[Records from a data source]
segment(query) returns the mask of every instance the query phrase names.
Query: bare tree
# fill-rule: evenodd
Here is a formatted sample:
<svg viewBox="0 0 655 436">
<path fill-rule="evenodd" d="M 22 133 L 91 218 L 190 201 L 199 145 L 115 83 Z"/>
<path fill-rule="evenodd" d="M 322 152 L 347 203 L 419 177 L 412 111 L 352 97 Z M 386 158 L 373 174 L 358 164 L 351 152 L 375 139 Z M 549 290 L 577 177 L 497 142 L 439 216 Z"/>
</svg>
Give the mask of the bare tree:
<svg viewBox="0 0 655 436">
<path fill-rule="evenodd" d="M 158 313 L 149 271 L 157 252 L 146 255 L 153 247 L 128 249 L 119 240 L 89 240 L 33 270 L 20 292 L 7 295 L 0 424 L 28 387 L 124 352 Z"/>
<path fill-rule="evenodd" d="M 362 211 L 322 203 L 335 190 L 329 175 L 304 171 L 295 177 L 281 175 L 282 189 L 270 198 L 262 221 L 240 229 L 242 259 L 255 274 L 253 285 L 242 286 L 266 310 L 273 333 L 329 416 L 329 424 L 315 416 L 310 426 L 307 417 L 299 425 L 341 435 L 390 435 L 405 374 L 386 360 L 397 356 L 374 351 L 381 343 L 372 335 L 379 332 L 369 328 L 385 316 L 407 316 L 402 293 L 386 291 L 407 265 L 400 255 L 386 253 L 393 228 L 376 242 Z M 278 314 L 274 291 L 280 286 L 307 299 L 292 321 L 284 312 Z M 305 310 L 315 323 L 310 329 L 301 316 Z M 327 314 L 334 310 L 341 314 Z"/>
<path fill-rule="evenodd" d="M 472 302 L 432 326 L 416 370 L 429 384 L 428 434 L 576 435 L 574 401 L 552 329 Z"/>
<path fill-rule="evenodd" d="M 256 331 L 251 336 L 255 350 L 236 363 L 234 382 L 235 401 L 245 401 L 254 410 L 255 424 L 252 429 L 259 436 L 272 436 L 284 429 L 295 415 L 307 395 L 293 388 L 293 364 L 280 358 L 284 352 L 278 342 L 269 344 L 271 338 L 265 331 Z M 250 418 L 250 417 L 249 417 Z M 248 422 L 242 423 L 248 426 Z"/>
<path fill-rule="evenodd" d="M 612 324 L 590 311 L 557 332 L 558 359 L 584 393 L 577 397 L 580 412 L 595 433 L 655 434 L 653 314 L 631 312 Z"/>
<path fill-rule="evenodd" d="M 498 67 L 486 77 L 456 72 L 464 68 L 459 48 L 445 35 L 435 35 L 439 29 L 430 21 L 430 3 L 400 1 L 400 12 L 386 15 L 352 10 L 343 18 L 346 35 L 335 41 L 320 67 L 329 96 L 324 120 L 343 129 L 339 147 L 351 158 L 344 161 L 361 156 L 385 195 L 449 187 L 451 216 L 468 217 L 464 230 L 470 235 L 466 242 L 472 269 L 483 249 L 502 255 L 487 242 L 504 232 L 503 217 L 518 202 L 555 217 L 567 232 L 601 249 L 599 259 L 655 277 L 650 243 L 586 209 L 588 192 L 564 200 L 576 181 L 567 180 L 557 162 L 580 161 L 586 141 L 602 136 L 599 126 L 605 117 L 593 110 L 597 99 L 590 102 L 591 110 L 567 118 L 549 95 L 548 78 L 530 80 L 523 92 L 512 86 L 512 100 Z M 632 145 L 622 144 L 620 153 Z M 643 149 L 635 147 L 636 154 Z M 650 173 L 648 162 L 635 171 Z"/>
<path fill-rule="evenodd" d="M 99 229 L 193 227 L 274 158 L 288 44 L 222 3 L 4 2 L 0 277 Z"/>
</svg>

* [What you will do]: Please output the lines of the data above again without any change, starting at the first line and ending at the line containing "472 302 L 432", with both of those lines included.

* [Reply]:
segment(query) returns the mask of every instance the query phrase names.
Query: bare tree
# fill-rule: evenodd
Here is a formatted sample:
<svg viewBox="0 0 655 436">
<path fill-rule="evenodd" d="M 22 133 L 91 218 L 190 201 L 199 145 L 115 83 Z"/>
<path fill-rule="evenodd" d="M 322 152 L 347 203 L 419 177 L 412 111 L 352 97 Z M 386 158 L 373 174 L 358 164 L 351 152 L 375 139 Z M 549 290 L 577 177 L 497 142 L 439 216 Z"/>
</svg>
Give the mask of the bare tree:
<svg viewBox="0 0 655 436">
<path fill-rule="evenodd" d="M 158 313 L 149 271 L 157 252 L 146 255 L 153 247 L 128 249 L 119 240 L 89 240 L 33 270 L 20 292 L 7 295 L 0 424 L 28 387 L 124 352 Z"/>
<path fill-rule="evenodd" d="M 362 211 L 322 203 L 335 190 L 329 175 L 304 171 L 295 177 L 281 175 L 282 189 L 270 198 L 262 221 L 240 229 L 242 259 L 255 274 L 253 285 L 242 286 L 266 310 L 273 333 L 329 416 L 329 424 L 315 416 L 310 426 L 307 417 L 299 425 L 341 435 L 390 435 L 405 374 L 386 360 L 397 356 L 374 351 L 381 343 L 372 335 L 379 332 L 369 328 L 385 316 L 407 316 L 402 293 L 386 291 L 407 265 L 400 255 L 386 253 L 393 228 L 376 242 Z M 278 314 L 274 291 L 280 286 L 307 299 L 292 321 L 284 312 Z M 305 310 L 315 323 L 310 329 L 301 316 Z M 327 314 L 334 310 L 341 314 Z"/>
<path fill-rule="evenodd" d="M 472 302 L 432 326 L 416 370 L 429 384 L 428 434 L 576 435 L 574 401 L 552 329 Z"/>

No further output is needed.